◆ GIVEN EXERCISE 1 ◆
In the thread on dividing a circle below, which version of VB does the poster use?

>> begin EXCERPTED PASSAGE

[RESOLVED] Dividing a circle

[Pine_Apple]

Hi there!
I’m having big trouble trying to design some stimuli for a visual experiment. Mainly because programming (and maths) is not my strong point, plus I’m not even sure if VB can do what I need…

Anyways, I’ve managed to draw a centred circle with specific parameters and a fixation point in the middle, but what I now need is to divide it into 6 equal parts by passing a line through each equally spaced point and the centre. While I know how to do that with a protractor on a piece of paper, I have no clue how to do it in code And it pains me to think this is just the simplest manipulation I need to do in order to draw this stimulus. I’m trying to take it one step at a time and figure out as much as I can on my own, but unfortunately time is against me . I’d appreciate any help, suggestions, advice… Thank you all!

PS: I’m using VB 6.0 and only have basic beginner knowledge.

[Pine_Apple]

Ha! It took me a while, but I brushed up on my trigonometry and I figured it out myself (with little help from Google of course ). I consider this resolved now

[Pine_Apple]

Rrrright... I spoke too soon. I don't mean to be annoying, but I have another problem now. I've created most of the stimuli as I wanted, but there seems to be something wrong. I've uploaded a picture in combination to the code. The small circles within the 'doughnut' shape should be equally spaced from each other and should be centred on the outline of the green circle. However, as it appears obvious from the image - this is not the case. The bottom and top two are not centred where they should be. Also, they are not really equally spaced
Is there something wrong with the code? Am I overlooking something really obvious
My code:
Private Sub Form_Paint()

>> end EXCERPTED PASSAGE
>> begin THE RECORDS

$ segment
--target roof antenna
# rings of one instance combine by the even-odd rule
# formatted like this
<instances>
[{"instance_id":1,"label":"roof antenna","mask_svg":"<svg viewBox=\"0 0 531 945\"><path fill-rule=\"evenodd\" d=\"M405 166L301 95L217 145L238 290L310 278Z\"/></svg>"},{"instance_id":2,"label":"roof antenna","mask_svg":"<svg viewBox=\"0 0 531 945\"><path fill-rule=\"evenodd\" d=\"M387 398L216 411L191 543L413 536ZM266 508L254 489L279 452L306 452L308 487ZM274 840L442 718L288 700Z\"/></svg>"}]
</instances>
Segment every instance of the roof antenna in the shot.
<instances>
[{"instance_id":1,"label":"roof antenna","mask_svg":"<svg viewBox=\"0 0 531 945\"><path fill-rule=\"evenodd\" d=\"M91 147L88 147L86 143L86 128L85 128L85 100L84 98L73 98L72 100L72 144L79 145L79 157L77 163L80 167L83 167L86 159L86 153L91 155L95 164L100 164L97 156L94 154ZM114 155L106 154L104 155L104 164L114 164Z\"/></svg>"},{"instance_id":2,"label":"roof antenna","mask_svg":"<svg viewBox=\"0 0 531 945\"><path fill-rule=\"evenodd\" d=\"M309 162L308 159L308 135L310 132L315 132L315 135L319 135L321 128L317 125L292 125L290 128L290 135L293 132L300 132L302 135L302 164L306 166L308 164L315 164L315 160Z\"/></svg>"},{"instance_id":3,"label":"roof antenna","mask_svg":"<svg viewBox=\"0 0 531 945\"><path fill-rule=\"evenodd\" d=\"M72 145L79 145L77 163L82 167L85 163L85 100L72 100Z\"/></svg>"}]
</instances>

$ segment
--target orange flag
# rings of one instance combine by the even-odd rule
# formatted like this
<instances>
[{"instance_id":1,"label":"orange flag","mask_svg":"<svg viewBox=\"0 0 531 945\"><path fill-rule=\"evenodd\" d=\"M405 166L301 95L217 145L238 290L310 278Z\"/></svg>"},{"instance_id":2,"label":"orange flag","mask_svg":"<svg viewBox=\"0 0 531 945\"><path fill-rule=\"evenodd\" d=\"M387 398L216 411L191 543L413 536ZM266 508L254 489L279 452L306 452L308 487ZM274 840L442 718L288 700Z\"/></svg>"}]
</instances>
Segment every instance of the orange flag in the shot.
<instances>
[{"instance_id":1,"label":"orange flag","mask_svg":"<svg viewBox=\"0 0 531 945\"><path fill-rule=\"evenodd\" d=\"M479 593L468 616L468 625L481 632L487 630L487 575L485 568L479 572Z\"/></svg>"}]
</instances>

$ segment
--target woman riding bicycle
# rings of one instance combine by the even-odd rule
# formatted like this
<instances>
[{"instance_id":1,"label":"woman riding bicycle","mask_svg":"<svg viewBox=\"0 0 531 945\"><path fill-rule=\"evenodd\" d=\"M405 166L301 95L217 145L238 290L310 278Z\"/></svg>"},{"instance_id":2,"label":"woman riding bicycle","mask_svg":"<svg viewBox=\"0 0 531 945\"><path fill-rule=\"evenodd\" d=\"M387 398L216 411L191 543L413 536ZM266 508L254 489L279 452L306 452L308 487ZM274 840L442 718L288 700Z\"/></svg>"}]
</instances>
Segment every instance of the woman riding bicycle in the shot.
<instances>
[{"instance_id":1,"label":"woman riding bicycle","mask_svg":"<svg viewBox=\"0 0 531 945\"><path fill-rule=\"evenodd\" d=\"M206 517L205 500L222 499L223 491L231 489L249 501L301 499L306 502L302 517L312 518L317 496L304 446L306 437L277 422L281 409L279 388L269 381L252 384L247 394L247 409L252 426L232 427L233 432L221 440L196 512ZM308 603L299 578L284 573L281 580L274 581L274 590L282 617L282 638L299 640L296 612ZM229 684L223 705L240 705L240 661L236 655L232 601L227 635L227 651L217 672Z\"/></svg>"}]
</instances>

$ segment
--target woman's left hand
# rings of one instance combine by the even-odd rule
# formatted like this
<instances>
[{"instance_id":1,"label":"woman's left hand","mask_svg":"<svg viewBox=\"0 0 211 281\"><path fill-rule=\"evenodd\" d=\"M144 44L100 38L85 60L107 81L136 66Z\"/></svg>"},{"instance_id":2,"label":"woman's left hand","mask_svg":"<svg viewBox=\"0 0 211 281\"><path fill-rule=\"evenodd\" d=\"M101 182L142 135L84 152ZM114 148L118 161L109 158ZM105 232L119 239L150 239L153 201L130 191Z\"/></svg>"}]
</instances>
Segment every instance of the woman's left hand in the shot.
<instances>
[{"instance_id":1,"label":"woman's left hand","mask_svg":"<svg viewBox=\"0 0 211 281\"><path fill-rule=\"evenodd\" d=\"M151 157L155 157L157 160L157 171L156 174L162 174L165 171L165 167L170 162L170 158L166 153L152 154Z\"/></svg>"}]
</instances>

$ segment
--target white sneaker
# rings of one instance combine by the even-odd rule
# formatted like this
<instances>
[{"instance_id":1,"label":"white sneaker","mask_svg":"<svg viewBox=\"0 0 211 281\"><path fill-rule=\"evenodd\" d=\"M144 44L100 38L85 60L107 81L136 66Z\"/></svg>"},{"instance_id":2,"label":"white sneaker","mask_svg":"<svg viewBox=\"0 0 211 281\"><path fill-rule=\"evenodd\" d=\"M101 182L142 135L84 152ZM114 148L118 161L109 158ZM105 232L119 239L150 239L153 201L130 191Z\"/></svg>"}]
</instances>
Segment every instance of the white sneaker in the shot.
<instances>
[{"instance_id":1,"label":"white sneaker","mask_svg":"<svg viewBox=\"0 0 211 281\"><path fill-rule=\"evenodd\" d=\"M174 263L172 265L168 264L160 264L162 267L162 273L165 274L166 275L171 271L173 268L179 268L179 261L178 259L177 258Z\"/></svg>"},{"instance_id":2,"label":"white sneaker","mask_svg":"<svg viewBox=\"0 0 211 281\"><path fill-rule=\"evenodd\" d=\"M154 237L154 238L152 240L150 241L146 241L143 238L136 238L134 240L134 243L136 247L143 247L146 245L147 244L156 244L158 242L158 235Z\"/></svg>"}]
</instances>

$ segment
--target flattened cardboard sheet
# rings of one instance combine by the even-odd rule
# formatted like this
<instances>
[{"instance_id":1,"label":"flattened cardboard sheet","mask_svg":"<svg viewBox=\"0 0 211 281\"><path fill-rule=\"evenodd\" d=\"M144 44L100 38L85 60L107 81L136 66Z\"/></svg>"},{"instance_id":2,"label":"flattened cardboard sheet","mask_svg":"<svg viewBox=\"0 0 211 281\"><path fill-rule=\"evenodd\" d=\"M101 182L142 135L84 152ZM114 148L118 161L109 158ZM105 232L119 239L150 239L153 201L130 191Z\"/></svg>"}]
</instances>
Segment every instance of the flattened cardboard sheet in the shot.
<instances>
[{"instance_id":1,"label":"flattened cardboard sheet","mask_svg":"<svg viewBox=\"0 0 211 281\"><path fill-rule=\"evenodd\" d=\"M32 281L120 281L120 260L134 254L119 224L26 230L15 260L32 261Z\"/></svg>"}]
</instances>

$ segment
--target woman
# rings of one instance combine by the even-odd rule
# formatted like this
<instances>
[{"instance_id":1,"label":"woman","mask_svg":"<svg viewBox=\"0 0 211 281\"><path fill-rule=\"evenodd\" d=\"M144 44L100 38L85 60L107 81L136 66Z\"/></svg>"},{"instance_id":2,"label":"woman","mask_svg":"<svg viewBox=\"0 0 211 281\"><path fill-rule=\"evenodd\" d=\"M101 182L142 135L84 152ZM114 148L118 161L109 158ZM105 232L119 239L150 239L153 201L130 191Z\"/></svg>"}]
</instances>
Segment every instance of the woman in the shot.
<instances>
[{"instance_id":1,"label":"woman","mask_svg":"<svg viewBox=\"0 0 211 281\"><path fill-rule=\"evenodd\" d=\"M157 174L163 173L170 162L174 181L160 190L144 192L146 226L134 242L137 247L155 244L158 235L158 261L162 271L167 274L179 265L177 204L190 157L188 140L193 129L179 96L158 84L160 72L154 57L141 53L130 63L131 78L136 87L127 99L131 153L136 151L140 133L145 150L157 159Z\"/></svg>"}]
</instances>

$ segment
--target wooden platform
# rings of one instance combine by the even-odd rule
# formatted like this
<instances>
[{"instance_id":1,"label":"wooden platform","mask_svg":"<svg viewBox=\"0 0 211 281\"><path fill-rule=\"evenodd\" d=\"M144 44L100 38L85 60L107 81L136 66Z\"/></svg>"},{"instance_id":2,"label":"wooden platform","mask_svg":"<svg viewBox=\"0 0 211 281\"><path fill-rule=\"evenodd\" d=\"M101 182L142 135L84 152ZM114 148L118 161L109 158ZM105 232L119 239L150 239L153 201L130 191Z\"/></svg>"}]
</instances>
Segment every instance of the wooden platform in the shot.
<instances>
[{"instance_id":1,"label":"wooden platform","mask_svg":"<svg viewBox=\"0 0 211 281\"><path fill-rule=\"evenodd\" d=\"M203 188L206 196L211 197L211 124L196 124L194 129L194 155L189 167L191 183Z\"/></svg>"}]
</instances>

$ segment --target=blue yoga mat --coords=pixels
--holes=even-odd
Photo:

>> end THE RECORDS

◆ GIVEN EXERCISE 2 ◆
Count the lines in the listing above that contain the word "every", and reply with only that number.

◆ FINAL RESULT 1 ◆
VB 6.0

◆ FINAL RESULT 2 ◆
8